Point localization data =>
▬▬▬▬▬▬▬▬▬▬
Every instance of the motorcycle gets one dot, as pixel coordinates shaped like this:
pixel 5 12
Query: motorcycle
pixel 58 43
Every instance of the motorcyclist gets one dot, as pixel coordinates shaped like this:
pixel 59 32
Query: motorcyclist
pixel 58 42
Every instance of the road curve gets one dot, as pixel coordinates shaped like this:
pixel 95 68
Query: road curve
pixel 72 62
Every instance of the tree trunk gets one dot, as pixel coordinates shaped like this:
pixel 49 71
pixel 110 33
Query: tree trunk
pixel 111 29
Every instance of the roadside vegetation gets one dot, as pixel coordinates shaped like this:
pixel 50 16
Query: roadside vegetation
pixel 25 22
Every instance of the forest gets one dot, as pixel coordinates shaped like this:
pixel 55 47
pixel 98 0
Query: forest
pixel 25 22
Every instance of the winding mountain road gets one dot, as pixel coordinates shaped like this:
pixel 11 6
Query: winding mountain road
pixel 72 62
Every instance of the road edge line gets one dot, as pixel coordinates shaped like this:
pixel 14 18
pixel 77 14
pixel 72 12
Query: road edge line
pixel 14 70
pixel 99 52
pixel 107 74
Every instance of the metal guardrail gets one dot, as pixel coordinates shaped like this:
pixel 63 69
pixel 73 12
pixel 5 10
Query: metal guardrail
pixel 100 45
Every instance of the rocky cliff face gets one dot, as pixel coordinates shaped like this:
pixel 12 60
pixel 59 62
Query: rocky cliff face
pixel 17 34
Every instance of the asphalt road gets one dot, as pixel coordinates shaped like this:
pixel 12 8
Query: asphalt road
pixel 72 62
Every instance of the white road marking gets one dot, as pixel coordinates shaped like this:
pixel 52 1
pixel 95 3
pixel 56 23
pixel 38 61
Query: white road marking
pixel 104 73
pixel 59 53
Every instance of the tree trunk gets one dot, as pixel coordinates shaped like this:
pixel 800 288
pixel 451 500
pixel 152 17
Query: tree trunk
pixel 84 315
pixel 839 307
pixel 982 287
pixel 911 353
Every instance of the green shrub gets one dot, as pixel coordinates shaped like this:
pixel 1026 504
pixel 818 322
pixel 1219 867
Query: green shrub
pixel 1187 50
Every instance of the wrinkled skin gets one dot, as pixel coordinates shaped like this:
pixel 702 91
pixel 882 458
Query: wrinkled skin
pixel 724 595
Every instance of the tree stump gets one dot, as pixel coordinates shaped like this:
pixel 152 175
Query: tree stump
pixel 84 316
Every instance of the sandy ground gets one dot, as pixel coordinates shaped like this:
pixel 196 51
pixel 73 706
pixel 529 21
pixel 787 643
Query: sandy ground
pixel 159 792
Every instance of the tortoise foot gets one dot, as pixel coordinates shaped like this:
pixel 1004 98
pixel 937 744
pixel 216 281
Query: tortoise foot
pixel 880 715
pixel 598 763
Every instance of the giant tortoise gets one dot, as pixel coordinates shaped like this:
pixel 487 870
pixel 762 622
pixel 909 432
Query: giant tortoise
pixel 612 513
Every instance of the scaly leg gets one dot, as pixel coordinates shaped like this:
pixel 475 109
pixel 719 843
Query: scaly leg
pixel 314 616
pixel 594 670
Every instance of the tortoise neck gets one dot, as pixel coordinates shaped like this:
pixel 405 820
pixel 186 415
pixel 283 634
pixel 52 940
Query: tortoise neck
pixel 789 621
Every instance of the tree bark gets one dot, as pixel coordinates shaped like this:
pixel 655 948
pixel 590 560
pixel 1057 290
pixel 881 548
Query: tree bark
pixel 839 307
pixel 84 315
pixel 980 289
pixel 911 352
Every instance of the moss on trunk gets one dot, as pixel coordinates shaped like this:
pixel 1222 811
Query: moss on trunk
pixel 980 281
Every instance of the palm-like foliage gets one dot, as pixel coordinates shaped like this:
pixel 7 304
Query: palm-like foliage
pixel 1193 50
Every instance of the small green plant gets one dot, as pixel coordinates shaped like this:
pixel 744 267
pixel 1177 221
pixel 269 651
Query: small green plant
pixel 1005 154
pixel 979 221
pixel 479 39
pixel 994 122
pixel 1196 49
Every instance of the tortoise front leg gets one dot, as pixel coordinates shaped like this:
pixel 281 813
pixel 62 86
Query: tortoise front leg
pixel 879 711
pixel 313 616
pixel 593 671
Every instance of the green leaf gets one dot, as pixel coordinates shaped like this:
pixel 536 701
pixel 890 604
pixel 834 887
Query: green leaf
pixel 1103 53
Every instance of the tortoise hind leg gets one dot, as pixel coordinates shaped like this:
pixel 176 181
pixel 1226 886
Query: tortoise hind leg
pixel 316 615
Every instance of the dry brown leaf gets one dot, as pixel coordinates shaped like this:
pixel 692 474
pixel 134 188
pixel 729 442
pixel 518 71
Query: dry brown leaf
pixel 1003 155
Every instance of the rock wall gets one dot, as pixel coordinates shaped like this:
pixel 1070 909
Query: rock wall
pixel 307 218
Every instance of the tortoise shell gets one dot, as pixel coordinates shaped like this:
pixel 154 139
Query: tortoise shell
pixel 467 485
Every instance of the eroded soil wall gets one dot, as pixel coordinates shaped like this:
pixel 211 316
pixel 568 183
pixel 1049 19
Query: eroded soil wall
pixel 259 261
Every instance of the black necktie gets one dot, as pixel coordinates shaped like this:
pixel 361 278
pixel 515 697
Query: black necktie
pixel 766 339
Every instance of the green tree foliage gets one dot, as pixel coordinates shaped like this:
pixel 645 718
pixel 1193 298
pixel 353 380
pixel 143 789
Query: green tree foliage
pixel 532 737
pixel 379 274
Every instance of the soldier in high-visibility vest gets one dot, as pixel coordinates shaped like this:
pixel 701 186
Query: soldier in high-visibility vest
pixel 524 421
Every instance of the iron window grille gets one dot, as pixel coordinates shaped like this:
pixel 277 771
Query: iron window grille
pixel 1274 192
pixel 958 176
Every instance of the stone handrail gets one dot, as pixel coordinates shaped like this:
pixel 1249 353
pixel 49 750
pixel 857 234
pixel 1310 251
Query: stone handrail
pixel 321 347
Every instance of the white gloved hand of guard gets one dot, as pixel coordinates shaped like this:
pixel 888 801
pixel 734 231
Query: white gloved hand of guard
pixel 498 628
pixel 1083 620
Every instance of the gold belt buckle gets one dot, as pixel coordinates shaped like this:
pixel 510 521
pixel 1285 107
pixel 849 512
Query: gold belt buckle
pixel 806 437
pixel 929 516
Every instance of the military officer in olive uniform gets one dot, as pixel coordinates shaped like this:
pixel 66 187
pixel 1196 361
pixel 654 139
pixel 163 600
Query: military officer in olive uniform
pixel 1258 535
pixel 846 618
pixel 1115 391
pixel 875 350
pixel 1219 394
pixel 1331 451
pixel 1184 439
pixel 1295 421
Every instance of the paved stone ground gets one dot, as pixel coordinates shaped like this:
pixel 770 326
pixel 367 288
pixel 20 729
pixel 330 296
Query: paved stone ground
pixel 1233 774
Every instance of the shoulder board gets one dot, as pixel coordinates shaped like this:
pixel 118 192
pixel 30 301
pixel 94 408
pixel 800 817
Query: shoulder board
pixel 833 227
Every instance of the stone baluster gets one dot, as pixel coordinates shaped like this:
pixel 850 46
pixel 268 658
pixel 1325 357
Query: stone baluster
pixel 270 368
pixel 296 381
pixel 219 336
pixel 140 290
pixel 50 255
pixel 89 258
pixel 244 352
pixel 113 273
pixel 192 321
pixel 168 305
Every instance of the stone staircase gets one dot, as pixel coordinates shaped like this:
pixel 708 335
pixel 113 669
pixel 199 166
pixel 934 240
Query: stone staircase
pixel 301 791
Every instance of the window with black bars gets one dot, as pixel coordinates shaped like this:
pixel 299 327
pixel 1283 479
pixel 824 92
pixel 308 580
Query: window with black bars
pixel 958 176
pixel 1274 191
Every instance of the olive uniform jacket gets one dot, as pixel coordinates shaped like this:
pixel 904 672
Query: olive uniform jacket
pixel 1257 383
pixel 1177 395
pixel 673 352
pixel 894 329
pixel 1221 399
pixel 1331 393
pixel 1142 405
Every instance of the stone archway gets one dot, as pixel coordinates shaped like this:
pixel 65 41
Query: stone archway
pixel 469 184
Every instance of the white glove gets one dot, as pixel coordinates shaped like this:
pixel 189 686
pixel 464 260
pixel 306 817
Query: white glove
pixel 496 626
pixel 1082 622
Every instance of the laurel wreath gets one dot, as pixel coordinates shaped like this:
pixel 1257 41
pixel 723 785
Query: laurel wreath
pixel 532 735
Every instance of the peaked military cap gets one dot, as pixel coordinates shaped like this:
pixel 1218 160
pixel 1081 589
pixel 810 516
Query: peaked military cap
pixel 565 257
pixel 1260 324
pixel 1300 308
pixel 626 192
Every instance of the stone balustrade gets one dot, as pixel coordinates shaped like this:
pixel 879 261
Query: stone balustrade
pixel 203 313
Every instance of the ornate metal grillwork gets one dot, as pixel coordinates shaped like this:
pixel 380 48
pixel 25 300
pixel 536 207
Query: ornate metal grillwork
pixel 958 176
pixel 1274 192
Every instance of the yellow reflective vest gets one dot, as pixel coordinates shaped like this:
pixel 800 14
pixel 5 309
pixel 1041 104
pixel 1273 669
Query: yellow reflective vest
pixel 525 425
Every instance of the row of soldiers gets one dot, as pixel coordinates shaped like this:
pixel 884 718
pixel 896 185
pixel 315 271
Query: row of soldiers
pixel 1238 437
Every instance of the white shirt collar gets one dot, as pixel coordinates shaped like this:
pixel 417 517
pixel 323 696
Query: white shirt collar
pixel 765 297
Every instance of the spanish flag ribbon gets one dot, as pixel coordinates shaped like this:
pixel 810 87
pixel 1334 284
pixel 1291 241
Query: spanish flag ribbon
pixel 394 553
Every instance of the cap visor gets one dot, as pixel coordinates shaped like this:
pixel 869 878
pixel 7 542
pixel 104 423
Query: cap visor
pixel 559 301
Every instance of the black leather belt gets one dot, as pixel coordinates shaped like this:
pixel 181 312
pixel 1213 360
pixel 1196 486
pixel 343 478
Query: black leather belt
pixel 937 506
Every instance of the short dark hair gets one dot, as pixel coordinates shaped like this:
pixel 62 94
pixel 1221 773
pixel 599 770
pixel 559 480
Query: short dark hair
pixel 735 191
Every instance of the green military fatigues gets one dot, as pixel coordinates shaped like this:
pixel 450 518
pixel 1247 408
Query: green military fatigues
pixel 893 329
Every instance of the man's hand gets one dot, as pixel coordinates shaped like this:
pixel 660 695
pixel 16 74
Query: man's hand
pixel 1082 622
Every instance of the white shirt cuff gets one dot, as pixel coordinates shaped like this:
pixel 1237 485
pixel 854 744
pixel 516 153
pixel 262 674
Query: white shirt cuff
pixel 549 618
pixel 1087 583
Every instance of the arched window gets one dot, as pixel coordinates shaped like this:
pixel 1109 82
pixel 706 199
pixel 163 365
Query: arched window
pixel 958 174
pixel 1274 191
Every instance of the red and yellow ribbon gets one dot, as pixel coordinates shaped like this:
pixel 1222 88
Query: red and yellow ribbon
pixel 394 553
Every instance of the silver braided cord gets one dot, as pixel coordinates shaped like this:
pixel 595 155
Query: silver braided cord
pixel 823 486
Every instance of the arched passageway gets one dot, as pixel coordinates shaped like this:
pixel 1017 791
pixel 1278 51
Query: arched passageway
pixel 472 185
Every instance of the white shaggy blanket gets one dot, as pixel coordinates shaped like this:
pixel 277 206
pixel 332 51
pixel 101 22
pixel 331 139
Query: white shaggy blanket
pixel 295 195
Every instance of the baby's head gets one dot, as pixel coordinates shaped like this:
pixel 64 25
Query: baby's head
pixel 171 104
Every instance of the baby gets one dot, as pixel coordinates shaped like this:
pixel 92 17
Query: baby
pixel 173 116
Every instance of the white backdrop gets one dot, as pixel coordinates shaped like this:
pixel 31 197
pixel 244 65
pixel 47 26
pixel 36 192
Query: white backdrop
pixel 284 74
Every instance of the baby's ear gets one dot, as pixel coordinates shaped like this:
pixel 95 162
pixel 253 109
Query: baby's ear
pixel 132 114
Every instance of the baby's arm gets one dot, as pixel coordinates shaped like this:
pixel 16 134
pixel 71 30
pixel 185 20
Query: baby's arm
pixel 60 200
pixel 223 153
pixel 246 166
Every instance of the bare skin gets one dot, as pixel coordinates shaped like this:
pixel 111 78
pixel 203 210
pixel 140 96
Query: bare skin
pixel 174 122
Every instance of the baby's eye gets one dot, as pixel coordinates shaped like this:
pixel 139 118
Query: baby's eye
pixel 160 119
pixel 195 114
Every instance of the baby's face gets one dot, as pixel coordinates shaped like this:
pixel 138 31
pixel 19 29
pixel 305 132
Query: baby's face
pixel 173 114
▬▬▬▬▬▬▬▬▬▬
Taking the entries above, restate exactly those lines that fall between the line with "Query: shoulder board" and the line with "pixel 308 580", keeping both of those lines too.

Query: shoulder board
pixel 833 227
Every instance of the stone baluster gets one dot, as pixel coordinates shaped like this:
pixel 850 46
pixel 268 658
pixel 1325 357
Query: stone baluster
pixel 270 368
pixel 296 381
pixel 219 336
pixel 140 290
pixel 50 255
pixel 89 258
pixel 244 352
pixel 113 273
pixel 192 321
pixel 168 305
Every instance of the stone staircase gets one dot, as pixel coordinates shaped like this:
pixel 708 335
pixel 113 669
pixel 199 166
pixel 934 240
Query: stone staircase
pixel 301 791
Every instance of the window with black bars gets one dot, as pixel coordinates shaped like this:
pixel 299 327
pixel 1283 479
pixel 824 92
pixel 308 580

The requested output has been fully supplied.